Which lines of the listing below contain the word "picture"? Extract each of them in full.

######

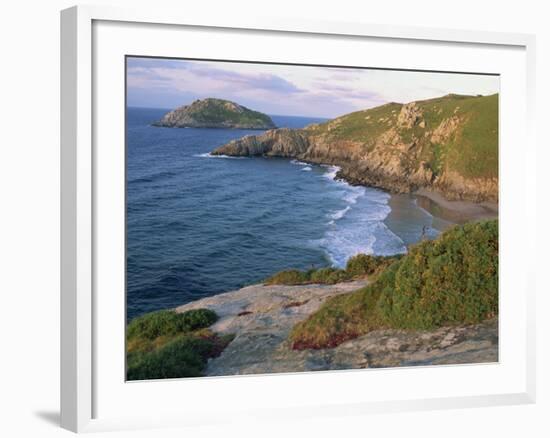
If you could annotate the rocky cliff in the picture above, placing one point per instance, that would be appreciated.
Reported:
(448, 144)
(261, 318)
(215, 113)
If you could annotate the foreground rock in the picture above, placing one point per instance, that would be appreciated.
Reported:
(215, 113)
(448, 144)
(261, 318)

######

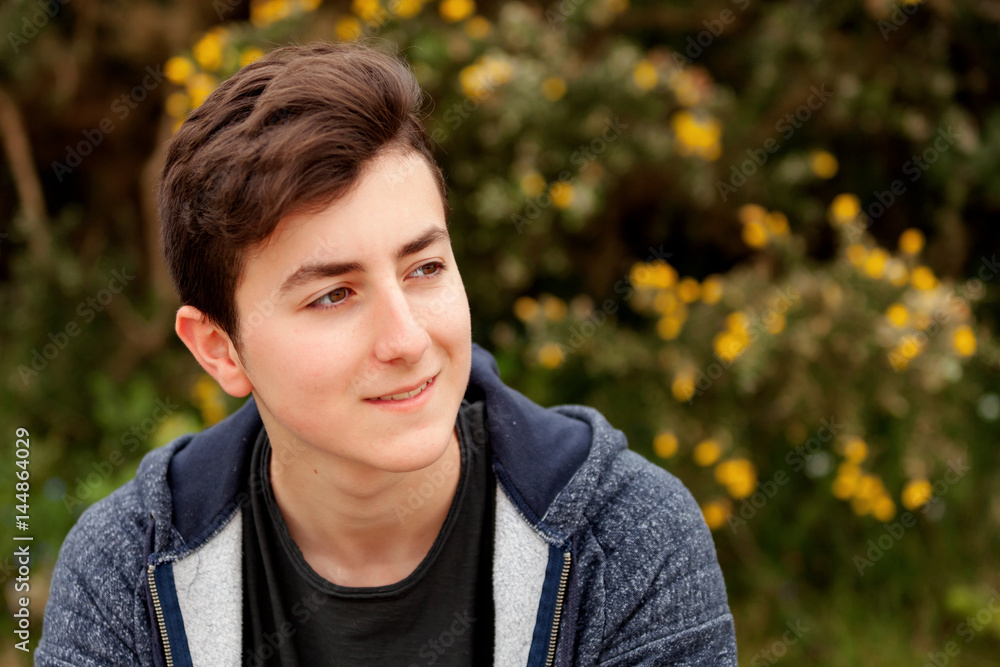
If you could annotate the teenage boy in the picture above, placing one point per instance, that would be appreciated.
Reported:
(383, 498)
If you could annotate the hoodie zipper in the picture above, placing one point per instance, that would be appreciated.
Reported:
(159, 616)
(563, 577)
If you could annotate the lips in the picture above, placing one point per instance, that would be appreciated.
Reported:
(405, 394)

######

**Solution to this exercise**:
If you could annotate the rocky cliff in the picture above, placing one point per instance, that would be appreciated.
If you could annotate the foreground rock in the picture above, placing one point per instance, that would be appreciated.
If you could annotate the teenage boy in the picture above, placing one point per instance, that would be appreciated.
If you could annotate the hoodie zipper in the picture above, placing one point per instance, that would be appreciated.
If you could annotate the lips in the picture above, placing one point per instance, that would be appreciated.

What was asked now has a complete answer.